[Parts of the exercise]:
1. For the mailing-list post on data set metadata below, decide whether each statement agrees with it: (a) the writer is the Data Services Librarian at MIT; (b) the items in DSpace are described with DDI; (c) the writer says requiring codebook-level metadata is handled at a system-wide level. Answer yes or no for each and quote the deciding words.
2. Write the next part of the mailing-list post on data set metadata, picking up after its final line.

[Supplied text]:
^^^^^^^^^^^^^^^^
[Dspace-general] data sets - metadata
Katherine McNeill-Harman
mcneillh at MIT.EDU
Mon Oct 20 13:20:27 EDT 2003
Hi everyone,
This is a great discussion, and I too am particularly interested in this
subject. I'm the Data Services Librarian here at MIT, and have been
discussing issues particular to data sets with others (here & at other
institutions). For one perspective, I did a poster session on this topic
at this year's meeting of IASSIST (the International Association for Social
Science Information Service and Technology), see
http://macfadden.mit.edu:9500/presentations/iassist/.
Following are some thoughts on this specific issue. First, though, are
there others on the list interested in discussing data set issues on an
ongoing basis? I've discussed with others the possibility of establishing
a separate email list on the topic, if there's enough interest. Let me
know if you would find this valuable, or if you'd rather just keep the
discussion on the general list for now.
Regarding this issue, Suzanne brought up a good standard that we're looking
at. However, as was discussed, there are two kinds of metadata we're
discussing:
1) the metadata used in DSpace to describe the items (we're using Dublin
Core, but looking into different ways to take advantage of other metadata
standards, such as DDI, see the SIMILE project at
http://web.mit.edu/simile/www/)
2) the metadata about the data file in the form of the codebook, that for
us will be one of the files (in addition to the data file) associated w/a
given item in the system; ideally for social science data, this would be
marked up in the DDI XML standard, but it's unclear as of yet if/how this
would interface w/the main search system
But, as JQ said, sometimes the metadata is integrated w/the data (I believe
this sometimes happens more in scientific communities). JQ made some other
important points, many with which we're still struggling, including how to
have the system understand the internal/external structures of data files
and how to encourage high-quality documentation of data. And, as he
alluded, treatment of statistical data may be different from that for "raw"
data sets that yet require analysis. Some of these will be managed at a
system-wide level, while others (such as requiring/standardizing
codebook-level metadata) are left up to our communities (e.g. departments)
who deposit to DSpace; so organizational issues are as important to
understand as are technical ones.
One question, what is qDC? Is it a standard for describing scientific
data? For those of us not familiar.
Let's keep up the interesting discussion!
^^^^^^^^^^^^^^^^
[Provided material]:

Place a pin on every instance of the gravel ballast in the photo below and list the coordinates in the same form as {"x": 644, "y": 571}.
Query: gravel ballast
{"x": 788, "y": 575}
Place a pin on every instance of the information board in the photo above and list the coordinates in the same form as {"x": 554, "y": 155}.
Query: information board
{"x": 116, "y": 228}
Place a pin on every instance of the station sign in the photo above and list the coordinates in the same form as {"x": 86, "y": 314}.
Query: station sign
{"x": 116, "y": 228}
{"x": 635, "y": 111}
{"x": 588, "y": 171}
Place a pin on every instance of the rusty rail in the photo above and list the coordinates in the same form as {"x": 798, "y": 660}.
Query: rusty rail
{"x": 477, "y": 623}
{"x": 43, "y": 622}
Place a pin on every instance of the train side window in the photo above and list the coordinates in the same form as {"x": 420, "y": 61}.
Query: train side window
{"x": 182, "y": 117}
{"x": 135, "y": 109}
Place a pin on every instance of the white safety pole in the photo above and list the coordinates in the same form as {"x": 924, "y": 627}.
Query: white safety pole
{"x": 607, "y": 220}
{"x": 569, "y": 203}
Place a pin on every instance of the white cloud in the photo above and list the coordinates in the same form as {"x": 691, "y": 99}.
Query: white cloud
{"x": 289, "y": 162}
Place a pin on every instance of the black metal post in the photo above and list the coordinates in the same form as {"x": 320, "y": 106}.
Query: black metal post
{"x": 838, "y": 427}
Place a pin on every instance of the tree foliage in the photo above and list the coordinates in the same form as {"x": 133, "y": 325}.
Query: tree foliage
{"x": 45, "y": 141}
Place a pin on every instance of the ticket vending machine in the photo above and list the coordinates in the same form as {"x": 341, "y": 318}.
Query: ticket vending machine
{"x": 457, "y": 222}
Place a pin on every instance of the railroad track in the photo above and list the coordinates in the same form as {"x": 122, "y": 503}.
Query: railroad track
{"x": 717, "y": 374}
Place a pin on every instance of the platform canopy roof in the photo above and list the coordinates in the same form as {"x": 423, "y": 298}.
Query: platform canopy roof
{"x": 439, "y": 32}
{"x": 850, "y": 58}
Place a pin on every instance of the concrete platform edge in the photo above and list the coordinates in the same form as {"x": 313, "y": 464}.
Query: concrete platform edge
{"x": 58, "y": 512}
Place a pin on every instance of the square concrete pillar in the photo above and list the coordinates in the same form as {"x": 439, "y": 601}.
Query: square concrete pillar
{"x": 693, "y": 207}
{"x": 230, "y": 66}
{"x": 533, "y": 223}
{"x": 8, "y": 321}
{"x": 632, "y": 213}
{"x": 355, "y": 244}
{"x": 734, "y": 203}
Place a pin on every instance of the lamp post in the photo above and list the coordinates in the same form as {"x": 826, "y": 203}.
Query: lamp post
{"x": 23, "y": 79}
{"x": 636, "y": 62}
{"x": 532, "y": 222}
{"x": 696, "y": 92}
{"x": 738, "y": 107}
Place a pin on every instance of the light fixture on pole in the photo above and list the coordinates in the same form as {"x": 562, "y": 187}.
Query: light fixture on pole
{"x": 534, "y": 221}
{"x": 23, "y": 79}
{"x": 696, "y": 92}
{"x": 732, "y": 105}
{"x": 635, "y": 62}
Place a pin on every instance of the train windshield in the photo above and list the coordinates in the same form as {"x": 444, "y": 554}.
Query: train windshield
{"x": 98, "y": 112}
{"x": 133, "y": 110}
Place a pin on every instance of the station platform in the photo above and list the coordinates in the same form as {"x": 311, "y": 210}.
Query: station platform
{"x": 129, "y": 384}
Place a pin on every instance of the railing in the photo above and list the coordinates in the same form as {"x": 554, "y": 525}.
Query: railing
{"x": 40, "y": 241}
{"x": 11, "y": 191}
^^^^^^^^^^^^^^^^
[Task-by-task answers]:
1.
(a) Yes: "I'm the Data Services Librarian here at MIT"
(b) No: "we're using Dublin Core, but looking into different ways to take advantage of other metadata standards, such as DDI"
(c) No: "others (such as requiring/standardizing codebook-level metadata) are left up to our communities (e.g. departments) who deposit to DSpace"

2.
Kate McNeill-Harman
Data Services Librarian, MIT
>From: "Suzanne Bell" <sbell at library.rochester.edu>
>To: <dspace-general at mit.edu>
>Subject: RE: [Dspace-general] data sets - metadata
>
>Hello folks-
>
>Would the work of the Data Documentation Initiative be germaine to this
>issue, I wonder? I have to admit I've not had any direct involvement with
>this project, but I know they've been working very hard on this issue
>(metadata for datasets) for several years. They have a good website at:
> http://www.icpsr.umich.edu/DDI/
>(their focus is social science data, not scientific)
>
> -Suzanne
>>From: "JQ Johnson" <jqj at darkwing.uoregon.edu>
>>To: <dspace-general at mit.edu>
>>Subject: RE: [Dspace-general] data sets - metadata
>>Date: Tue, 14 Oct 2003 09:15:28 -0700
>>
>>I'm very interested in this question also. Note that the format of the
>>data in computer file or DSPace format registry terms (Excel file, text
>>file, Access .mdb file, etc.) may be much less relevant than the internal
>>format of the data (for instance, a text file might be a comma-separated
>>spreadsheet dataset or an SPSS dataset or the raw SQL commands needed to
>>reconstitute a SQL database or ...).
>>
>>Perhaps more important than the raw observational data is the internal
>>descriptive data that may or may not accompany the data itself -- the
>>codebook, if you will. Note that in some data formats this is a separate
>>file, while in others it may be integrated into the data format. This is
>>truly metadata, but it's sure as anything not qDC!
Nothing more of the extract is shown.